# Written problem:
The records below must be transcribed exactly. Do not include the pictures.

--- START OF Information shown ---

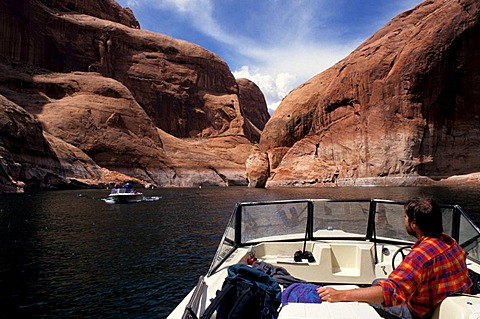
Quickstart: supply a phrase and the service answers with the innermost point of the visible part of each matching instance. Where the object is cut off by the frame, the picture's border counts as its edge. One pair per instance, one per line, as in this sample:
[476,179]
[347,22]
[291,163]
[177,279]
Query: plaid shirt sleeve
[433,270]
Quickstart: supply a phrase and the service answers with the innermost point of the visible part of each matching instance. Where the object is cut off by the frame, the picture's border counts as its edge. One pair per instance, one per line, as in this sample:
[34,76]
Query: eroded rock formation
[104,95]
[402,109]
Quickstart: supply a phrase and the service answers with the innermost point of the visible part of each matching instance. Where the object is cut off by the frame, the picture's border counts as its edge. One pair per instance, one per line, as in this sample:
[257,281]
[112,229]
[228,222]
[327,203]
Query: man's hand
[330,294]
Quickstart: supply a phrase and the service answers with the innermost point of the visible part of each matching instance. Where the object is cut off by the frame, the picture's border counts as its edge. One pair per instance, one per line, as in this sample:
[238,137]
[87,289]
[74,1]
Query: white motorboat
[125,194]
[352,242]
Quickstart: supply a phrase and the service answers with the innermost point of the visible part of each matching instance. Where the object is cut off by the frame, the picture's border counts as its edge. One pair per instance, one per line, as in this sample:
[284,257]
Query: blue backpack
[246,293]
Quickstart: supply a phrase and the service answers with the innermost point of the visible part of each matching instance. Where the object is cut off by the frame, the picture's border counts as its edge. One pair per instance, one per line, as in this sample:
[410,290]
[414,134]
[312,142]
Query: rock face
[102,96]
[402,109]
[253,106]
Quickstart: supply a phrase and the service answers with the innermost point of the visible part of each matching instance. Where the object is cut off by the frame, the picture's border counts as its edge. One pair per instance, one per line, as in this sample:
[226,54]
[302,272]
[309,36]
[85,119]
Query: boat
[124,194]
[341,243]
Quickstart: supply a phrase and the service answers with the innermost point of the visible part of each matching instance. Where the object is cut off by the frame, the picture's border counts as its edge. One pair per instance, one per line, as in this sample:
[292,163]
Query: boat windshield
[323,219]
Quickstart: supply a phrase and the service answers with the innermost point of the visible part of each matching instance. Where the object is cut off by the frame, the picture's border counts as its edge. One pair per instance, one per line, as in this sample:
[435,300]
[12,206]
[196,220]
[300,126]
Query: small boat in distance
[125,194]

--- END OF Information shown ---

# Written answer:
Quickstart: supply a phrase and the service answers with the innermost point of the visible part of each matching instance. Where the object is cut off by the frame, the picture's border counts as its edge. One pair per instance, one per line, as in this sample:
[476,179]
[347,22]
[291,163]
[177,279]
Query: plaid shirt sleeve
[433,270]
Quickstart: supply a phrase and the service answers with the innermost point of the visible part of each matching instance. Where the object is cut off by the frame, the picture's border counts as its edge. One pair per instance, one per line, as in this sample:
[34,76]
Query: eroded rock formation
[104,95]
[402,109]
Quickstart: supply a phrase and the service answers with the innermost point of the visible part of each matching instance. Where the object is cut off by the frame, the picture's border counts as its edge. One pair per instance, one per line, as in this sample:
[257,281]
[112,229]
[228,222]
[327,203]
Query: man's hand
[330,294]
Quickstart: supply a phrase and the service answers with the innermost point of the visible part of each matching instance. Where the object is cut off by the frame, the picture's border counts as its edge. One pair per instance, one per line, as in this sample:
[238,137]
[87,289]
[74,1]
Query: white motorboat
[125,194]
[352,242]
Quickstart: supply a phrase and the service answers with the innermost point of the visible part of each matching instance. Where the object is cut off by the frame, the picture's border counts as its edge. One pair per instance, one per line, as in this sample:
[284,257]
Query: blue backpack
[246,293]
Quickstart: supply a phrase and the service answers with the innermost point of the visible part of each matching instance. Where the object is cut off by the frame, the picture's border counts as its edge. One pair per instance, one per line, as in this sample:
[410,290]
[414,134]
[312,142]
Query: rock face
[102,96]
[402,109]
[253,106]
Quickstart: supply a phrase and the service answers with the innermost point of the visible part of each matching instance. Where the object is cut off by the frame, the picture's border counts as its edge. One pair per instance, one per line, as in this sample:
[226,54]
[302,272]
[309,36]
[85,119]
Query: boat
[124,194]
[341,243]
Quickstart: supply a phrase and the service answers with the innermost point of the visible part of each matching instance. Where the object is cut off by the frame, the picture's border counts as its edge. One pair per instance, one per line, as in this sample:
[292,163]
Query: boat windshield
[323,219]
Quickstart: supply a phrase and the service answers with the innermost point of the visible part of each matching instance. Where the object is cut off by the frame, the picture's border counts as its edge. One pair per instance, one per line, as in this sample:
[435,300]
[12,206]
[196,220]
[300,126]
Query: small boat in distance
[125,194]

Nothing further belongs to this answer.